━━━ Текст для разбора

И в жизни Фирсов был человеком ответственным, порядочным, прекрасным семьянином. Он был влюблен в свою жену, не мыслил себя без нее. И когда она умерла, три месяца ежедневно часами просиживал на кладбище. И у него не выдержало сердце.
Безусловно, талантливыми были и его партнеры. Виктор Полупанов — габаритный центрфорвард прекрасно катался на коньках, смело вступал в единоборства. Владимир Викулов отличался высокой техникой, видением площадки, он довольно часто находил нестандартные решения в атаке, и нейтрализовать его было сложно.
Я с огромным уважением относился ко всем хоккеистам. И к своим партнерам тем более. Внимательно следил за их игрой и, что называется, впитал в себя армейский дух. Второй год пребывания в ЦСКА стал для меня особенным. Вскоре после старта чемпионата получил травму Александров. И Тарасов неожиданно вызвал из Чебаркуля Валерия Харламова и Александра Гусева. К Петрову и мне на левый фланг Валерия поставил Анатолий Владимирович на довольно сложный матч в гостях против горьковского «Торпедо». Тройка сыграла успешно, в целом прибавила в движении, стала действовать острее. Единственный гол, принесший ЦСКА победу в Горьком, был на нашем счету. Но это не самое главное. Думается, даже Анатолий Тарасов не ожидал, что с первых же минут игры мы найдем с Валерием общий язык. Потом армейские хоккеисты говорили, что были приятно удивлены тем, что втроем мы играли столь слаженно, как будто давно тренировались и выступали вместе. Безусловно, получалось не все. И как-то в свободное время, поехав на шашлыки в Красногорск, где жил Володя Петров, мы договорились, что пас будут отдавать только вперед, ибо нельзя было тормозить атаку. Конечно, так получалось не всегда. Но мы друг другу не трепали нервы упреками.
Конечно, в памяти отложились взаимоотношения и игра с Володей Петровым и Валерием Харламовым.
Валерий был человеком доступным для всех — отзывчивым, добрым, веселым. Он никогда не спорил с нами, когда заходили разговоры о каких-то моментах, когда что-то не получилось. И в жизни был человеком неординарным, порядочным. Так, однажды он встретил девушку, которую не видел довольно долго, и спросил ее: «Ира, ты где пропадала?» Они ответила, что родила мальчика, назвала Сашей. «И чей же он?» — поинтересовался Валерий. «Твой», — сказала она. Сразу после этого он привез Иру к родителям, потом мы с Таней, познакомившись с Ирой и маленьким Сашей, отправились к Харламовым и сказали: парень — вылитый Валерка. Он действительно был похож на отца. Особенно когда подрос. Саша неплохо начинал играть в ЦСКА, отличался дисциплиной, работоспособностью. Но по большому счету не заиграл. Ну а вскоре после нашего визита к Харламовым Валерий и Ира стали мужем и женой и жили счастливо.

━━━━━━
━━━ Исходные данные

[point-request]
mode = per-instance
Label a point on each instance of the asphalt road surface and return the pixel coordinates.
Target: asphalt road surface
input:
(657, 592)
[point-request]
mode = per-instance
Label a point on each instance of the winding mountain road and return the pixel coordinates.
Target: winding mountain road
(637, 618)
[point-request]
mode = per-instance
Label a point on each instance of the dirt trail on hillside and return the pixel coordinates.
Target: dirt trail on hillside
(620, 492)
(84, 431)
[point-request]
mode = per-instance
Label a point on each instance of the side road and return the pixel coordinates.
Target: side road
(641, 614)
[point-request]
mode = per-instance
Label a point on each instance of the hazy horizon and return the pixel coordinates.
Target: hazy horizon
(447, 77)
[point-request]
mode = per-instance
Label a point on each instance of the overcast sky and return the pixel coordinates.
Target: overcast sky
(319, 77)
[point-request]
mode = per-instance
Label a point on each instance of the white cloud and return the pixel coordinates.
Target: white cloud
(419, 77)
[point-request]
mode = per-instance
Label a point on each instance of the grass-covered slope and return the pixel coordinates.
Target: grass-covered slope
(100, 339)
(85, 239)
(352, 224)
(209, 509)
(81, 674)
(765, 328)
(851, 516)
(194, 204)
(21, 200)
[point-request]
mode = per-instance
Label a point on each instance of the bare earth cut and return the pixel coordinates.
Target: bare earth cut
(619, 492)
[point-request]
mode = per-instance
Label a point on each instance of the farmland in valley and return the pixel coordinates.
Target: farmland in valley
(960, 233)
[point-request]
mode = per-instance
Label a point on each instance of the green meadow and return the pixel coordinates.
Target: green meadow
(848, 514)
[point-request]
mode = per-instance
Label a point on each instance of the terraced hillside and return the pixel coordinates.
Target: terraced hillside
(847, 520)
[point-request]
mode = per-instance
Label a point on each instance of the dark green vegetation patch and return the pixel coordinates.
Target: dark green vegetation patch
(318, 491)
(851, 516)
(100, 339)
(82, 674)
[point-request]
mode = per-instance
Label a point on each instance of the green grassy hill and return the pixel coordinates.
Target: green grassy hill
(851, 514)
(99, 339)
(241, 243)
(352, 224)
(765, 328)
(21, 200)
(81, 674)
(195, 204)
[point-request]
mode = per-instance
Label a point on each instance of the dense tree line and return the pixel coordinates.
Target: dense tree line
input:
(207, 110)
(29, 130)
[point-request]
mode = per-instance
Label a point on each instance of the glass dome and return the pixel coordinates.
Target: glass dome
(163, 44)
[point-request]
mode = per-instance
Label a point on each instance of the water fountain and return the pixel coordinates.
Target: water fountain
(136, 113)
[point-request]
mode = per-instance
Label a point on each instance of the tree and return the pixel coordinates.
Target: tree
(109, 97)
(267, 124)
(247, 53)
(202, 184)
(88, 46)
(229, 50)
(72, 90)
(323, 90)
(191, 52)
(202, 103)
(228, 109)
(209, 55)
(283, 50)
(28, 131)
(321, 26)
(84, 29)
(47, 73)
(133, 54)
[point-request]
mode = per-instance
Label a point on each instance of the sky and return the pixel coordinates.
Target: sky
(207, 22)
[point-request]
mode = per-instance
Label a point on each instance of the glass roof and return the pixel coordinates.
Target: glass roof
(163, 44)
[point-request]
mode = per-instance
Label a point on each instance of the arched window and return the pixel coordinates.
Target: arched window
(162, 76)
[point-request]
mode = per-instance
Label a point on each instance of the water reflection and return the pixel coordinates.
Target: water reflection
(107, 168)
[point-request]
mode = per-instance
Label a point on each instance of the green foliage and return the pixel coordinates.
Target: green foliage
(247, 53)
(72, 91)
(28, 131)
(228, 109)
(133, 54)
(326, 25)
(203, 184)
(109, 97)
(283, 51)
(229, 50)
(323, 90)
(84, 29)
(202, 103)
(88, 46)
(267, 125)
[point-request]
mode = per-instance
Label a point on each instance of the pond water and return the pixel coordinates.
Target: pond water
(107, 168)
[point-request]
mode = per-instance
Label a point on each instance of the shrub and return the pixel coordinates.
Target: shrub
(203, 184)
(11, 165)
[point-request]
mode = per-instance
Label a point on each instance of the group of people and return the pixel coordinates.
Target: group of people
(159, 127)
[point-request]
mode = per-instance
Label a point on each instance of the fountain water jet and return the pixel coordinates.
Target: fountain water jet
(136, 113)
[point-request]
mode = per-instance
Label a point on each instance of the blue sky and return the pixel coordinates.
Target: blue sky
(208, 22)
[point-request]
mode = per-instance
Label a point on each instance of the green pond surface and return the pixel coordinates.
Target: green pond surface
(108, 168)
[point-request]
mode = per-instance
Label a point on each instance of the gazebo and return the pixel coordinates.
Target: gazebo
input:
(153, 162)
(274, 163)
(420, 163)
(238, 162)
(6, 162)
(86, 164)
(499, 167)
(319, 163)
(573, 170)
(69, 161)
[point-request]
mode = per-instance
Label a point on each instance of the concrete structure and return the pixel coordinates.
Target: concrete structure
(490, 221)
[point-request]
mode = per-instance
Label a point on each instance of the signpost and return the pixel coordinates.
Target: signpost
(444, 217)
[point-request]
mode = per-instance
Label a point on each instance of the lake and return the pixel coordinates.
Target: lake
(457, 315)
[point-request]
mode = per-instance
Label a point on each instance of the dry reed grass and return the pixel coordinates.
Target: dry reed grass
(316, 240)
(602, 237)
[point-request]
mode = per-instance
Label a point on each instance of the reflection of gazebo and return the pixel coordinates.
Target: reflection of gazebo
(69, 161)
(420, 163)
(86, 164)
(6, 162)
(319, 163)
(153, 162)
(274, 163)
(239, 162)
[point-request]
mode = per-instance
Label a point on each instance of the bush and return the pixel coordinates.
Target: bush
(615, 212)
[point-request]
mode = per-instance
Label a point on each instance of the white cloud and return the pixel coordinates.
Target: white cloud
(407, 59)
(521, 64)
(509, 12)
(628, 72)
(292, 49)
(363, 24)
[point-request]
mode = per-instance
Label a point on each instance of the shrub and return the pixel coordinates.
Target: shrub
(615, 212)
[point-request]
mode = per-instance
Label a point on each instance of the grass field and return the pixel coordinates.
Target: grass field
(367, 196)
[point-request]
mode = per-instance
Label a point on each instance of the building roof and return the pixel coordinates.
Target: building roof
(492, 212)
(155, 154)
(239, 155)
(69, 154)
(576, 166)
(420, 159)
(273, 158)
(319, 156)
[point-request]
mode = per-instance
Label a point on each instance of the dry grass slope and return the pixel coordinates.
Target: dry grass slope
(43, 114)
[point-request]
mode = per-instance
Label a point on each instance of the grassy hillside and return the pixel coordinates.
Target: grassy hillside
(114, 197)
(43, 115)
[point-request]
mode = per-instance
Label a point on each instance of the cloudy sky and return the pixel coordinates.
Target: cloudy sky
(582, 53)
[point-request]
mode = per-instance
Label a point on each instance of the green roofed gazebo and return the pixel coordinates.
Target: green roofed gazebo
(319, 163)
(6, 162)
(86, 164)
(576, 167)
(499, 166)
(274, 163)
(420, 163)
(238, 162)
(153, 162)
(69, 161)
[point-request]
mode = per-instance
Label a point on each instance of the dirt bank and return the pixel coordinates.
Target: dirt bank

━━━━━━

- **Порядок работы**:
(A) Ответьте по воспоминаниям о хоккеистах ЦСКА на три вопроса, каждый ответ дайте с новой строки с той же пометкой:
(i) Сколько месяцев Фирсов ежедневно просиживал на кладбище после смерти жены?
(ii) Откуда Тарасов вызвал Валерия Харламова и Александра Гусева?
(iii) Какое имя Ира дала сыну?
(B) Назовите все населенные пункты, которые упоминаются в воспоминаниях о хоккеистах ЦСКА.
(C) Продолжите воспоминания о хоккеистах ЦСКА, начав сразу после их последнего предложения.

- **Ответы к заданиям**:
(A)
(i) Три месяца.
(ii) Из Чебаркуля.
(iii) Саша.

(B) Чебаркуль, Горький, Красногорск.

(C)
Чтобы в полной мере осознать, как именно сложилась наша тройка, надо поговорить о моих партнерах. Валерий прошел в детстве армейскую школу и имел высокую мотивацию. Тарасов говорил, что Харламов довел до совершенства владение тремя скоростями — передвижения и маневра, реакцией на малейшее изменение ситуации, наконец, скоростью мышления. У него был свой фирменный стиль игры, копировать который было бессмысленно.
Мы с Володей Петровым всегда огорчались, когда его переводили в другие звенья, хотя, например, с Юрием Блиновым, талантливым крайним, играть было совсем неплохо, радовались его возвращению в строй после первой автокатастрофы. Он был мужественным парнем, сумел восстановиться после серьезных травм. Когда Валерий вышел на лед, то даже мы с Володей Петровым, казалось, знавшие его вдоль и поперек, удивились колоссальному стремлению Харламова вернуться к фирменной игре. Он, наверное, мог бы играть долго, не меньше, чем я. Но от его услуг отказались в сборной, не пригласили в 1981 году на розыгрыш Кубка Канады. И вскоре он вместе с женой погиб автокатастрофе. Это было для всех, кто его любил, страшной трагедией.
Владимир Петров — игрок и человек со сложным характером. Он был замечательным игроком, смелым, настырным. Отличался классной силовой борьбой, умел забивать. По жизни его можно отнести к людям, обладающим аналитическим складом ума, прагматичным. Не случайно он успешно занимался общественной деятельностью, был президентом Федерации хоккея России. Затем вернулся к тренерской работе.
Я был неудобным для соперника игроком. Не стесняясь, шел на ворота, крутился на пятачке. Конечно, били меня нещадно, но я лез к воротам, на пятачок. Это соперникам не нравилось, но я не уступал, отвечая жесткостью. Много для крайнего нападающего забивал. Причем часто за счет того, что, находясь на пятачке, старался подправить шайбу, и та, изменив направление полета, оказывалась в воротах, неплохо получалась игра на добиваниях. Я сам никогда не считал заброшенные шайбы, но, конечно, по прессе знал, что вхожу в списки лучших бомбардиров. Если обратиться к статистике, можно выяснить, что ряд наших нападающих почти ни в чем не уступают профессионалам из НХЛ, рекорды которых считаются фантастическими. Очевидно, что с достижениями Марио Лемье, Уэйна Гретцки, Горди Хоу поспорить сложно. К тому же у нас игр меньше, да еще в начале карьеры мои передачи никто не считал. Вот в сезоне 1969–1970 годов забросил 40 шайб в 44 играх. А сколько голевых пасов сделал — не знаю. Если подсчитать все его показатели в основных турнирах, то, по данным пресс-службы СКА (Санкт-Петербург), получается 851 матч, 623 гола и 302 передачи. Это — 925 очков. Не хватает пасов двух сезонов. И еще данных о розыгрышах Кубка СССР. Причем у многих других классных советских нападающих статистика впечатляющая.
Но не всегда дело шло как по маслу. Я долго не мог забросить свою четырехсотую шайбу. Как будто заколдовал кто, игр шесть ничего не получалось. Потом, во встрече с рижским «Динамо», все-таки это удалось. Потом вратарь динамовцев Михаил Василенок говорил: не мог кого-нибудь другого огорчить, теперь меня всю жизнь по этому поводу будут вспоминать.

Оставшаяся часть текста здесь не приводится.